◆ Exercise aim ◆
Every entry must be echoed exactly.

◆ Dataset extract ◆
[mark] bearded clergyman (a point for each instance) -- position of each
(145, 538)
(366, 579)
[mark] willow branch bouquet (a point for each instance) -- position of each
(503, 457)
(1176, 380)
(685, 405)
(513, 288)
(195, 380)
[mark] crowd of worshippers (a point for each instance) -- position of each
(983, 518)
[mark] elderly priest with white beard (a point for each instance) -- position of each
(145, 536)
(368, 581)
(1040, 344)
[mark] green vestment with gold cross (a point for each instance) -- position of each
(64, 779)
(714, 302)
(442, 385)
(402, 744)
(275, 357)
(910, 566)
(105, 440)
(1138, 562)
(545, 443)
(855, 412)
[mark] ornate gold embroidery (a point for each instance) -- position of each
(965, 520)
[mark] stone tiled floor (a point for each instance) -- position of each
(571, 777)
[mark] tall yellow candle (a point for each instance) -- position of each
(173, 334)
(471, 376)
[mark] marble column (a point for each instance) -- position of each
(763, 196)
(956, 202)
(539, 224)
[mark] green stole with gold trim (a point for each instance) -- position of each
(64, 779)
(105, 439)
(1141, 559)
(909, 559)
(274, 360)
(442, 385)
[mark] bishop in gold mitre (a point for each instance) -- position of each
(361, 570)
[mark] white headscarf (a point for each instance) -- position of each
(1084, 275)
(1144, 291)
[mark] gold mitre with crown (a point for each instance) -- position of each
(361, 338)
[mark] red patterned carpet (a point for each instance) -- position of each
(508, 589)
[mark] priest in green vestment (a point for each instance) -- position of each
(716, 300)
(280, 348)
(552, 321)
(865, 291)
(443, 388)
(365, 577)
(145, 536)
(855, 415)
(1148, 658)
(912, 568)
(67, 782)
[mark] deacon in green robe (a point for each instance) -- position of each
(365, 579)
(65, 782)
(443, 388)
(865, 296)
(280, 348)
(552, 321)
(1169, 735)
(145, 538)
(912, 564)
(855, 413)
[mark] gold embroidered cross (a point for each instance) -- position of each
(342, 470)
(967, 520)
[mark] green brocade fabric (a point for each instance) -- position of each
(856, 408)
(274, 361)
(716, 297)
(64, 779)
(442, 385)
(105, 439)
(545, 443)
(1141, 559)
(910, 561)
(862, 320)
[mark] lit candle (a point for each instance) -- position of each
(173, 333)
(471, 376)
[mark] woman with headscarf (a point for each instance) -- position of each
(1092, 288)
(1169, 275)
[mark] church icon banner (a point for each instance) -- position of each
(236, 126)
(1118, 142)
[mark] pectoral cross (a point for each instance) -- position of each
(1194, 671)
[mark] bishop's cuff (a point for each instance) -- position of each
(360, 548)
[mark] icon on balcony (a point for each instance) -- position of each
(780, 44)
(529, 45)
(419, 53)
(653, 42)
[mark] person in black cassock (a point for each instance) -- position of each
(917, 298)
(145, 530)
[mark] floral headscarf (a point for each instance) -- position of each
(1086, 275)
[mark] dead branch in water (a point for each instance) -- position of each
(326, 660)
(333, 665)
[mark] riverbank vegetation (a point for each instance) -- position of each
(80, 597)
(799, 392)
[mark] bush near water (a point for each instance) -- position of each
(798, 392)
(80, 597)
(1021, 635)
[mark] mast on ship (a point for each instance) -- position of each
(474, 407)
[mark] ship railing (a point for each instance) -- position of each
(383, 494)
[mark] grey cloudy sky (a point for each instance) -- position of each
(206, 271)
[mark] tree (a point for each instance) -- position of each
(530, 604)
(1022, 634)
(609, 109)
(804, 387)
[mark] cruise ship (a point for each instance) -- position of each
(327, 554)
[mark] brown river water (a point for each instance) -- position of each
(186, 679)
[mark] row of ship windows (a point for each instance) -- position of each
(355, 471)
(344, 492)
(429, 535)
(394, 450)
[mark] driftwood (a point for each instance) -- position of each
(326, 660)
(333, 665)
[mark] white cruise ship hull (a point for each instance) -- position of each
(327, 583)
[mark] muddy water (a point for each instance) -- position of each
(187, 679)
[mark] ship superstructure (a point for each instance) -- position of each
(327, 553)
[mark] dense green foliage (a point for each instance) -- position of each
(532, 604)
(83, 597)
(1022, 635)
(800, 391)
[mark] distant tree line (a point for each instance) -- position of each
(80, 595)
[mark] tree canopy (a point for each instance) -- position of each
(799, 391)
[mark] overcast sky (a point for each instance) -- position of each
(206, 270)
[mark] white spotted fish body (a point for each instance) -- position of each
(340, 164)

◆ Problem solution ◆
[mark] bearded clergyman (a point for each instance) -- position of each
(145, 538)
(366, 579)
[mark] willow branch bouquet (a point for each instance) -- position of each
(503, 457)
(1176, 380)
(685, 405)
(513, 288)
(195, 380)
[mark] crowd of worshippers (a point for each instance) -- position of each
(983, 518)
[mark] elderly priest with white beard (a point for each instance) -- position of each
(145, 536)
(368, 581)
(1040, 344)
[mark] green vestment with gold cross (a point for each instance) -- position of each
(64, 779)
(714, 302)
(442, 385)
(402, 744)
(275, 357)
(910, 566)
(105, 440)
(1138, 562)
(545, 443)
(855, 412)
[mark] ornate gold embroidery (a point for each instance) -- position of each
(965, 520)
[mark] stone tiled floor (a point for each instance) -- position of each
(571, 777)
[mark] tall yellow candle (a point for each instance) -- position of each
(173, 334)
(471, 376)
[mark] marble column (a point for each instance) -- position of each
(763, 196)
(956, 202)
(539, 224)
[mark] green stole with gold trim (a point for each instance) -- position of each
(64, 779)
(105, 439)
(1141, 559)
(909, 559)
(274, 360)
(442, 385)
[mark] bishop in gold mitre (a point for each instance) -- position of each
(361, 570)
[mark] white headscarf (a point for each instance) -- position of each
(1084, 275)
(1144, 291)
[mark] gold mitre with crown (a point for each instance) -- position of each
(361, 338)
[mark] red patterned carpet (a point for each instance) -- position of each
(508, 589)
[mark] priest in green vestment (a point for each instance) -- position of each
(716, 300)
(280, 348)
(552, 321)
(865, 291)
(443, 388)
(365, 577)
(145, 536)
(855, 415)
(1148, 658)
(912, 568)
(67, 782)
[mark] deacon in green robe (a point for each instance) -- position of each
(365, 579)
(65, 782)
(443, 388)
(865, 296)
(280, 348)
(552, 321)
(1169, 735)
(145, 538)
(912, 564)
(855, 413)
[mark] gold embroidered cross (a point for each instance) -- position of each
(342, 470)
(967, 520)
[mark] green brocade fabric (a point for each instance) -- position of each
(856, 408)
(274, 361)
(716, 297)
(64, 779)
(442, 385)
(105, 439)
(545, 443)
(1141, 559)
(910, 561)
(862, 320)
[mark] lit candle (a point for each instance) -- position of each
(173, 333)
(471, 376)
[mark] woman with headscarf (a point for each instance) -- position of each
(1092, 288)
(1169, 275)
[mark] church icon banner (a point for each instance) -- position of each
(236, 126)
(1118, 142)
[mark] pectoral cross (a point for each instance) -- position of each
(1194, 671)
[mark] bishop's cuff (a point for each instance) -- position of each
(360, 548)
[mark] icon on balcony (a point for each instance) -- position of each
(780, 44)
(529, 45)
(419, 53)
(653, 42)
[mark] person in black cassock (a point for each instance) -- position of each
(917, 298)
(145, 530)
[mark] floral headscarf (a point for each instance) -- position of each
(1086, 275)
[mark] dead branch in water (a point for each instance) -- position of each
(326, 660)
(333, 665)
[mark] riverbank vegetation (a point for each instance) -- position of each
(80, 597)
(799, 392)
[mark] bush near water (a point for each instance) -- position of each
(798, 392)
(80, 597)
(1021, 635)
[mark] mast on ship (a point for each instance) -- position of each
(474, 407)
[mark] ship railing (a point for each instance) -- position of each
(383, 494)
[mark] grey cloudy sky (a point for each instance) -- position of each
(206, 271)
[mark] tree (a point for each instance) -- position of each
(530, 604)
(1022, 634)
(609, 109)
(804, 387)
[mark] cruise ship (a point for each instance) -- position of each
(327, 554)
[mark] brown river water (a point for each instance) -- position of each
(186, 679)
[mark] row of ship windows (a point for each instance) -- position of each
(355, 471)
(344, 492)
(429, 535)
(394, 450)
[mark] driftwood (a point for each instance) -- position of each
(326, 660)
(333, 665)
[mark] white cruise ship hull (a point for each instance) -- position of each
(327, 583)
[mark] muddy water (a point for each instance) -- position of each
(187, 679)
[mark] ship superstructure (a point for each instance) -- position of each
(327, 553)
[mark] dense green foliage (a point for each instance) -- position of each
(532, 604)
(83, 597)
(1022, 635)
(800, 391)
[mark] distant tree line (a point for each instance) -- position of each
(80, 595)
[mark] tree canopy (a point for each instance) -- position of each
(799, 391)
[mark] overcast sky (a point for each instance) -- position of each
(206, 270)
[mark] white spotted fish body (a point for each instance) -- position of each
(340, 164)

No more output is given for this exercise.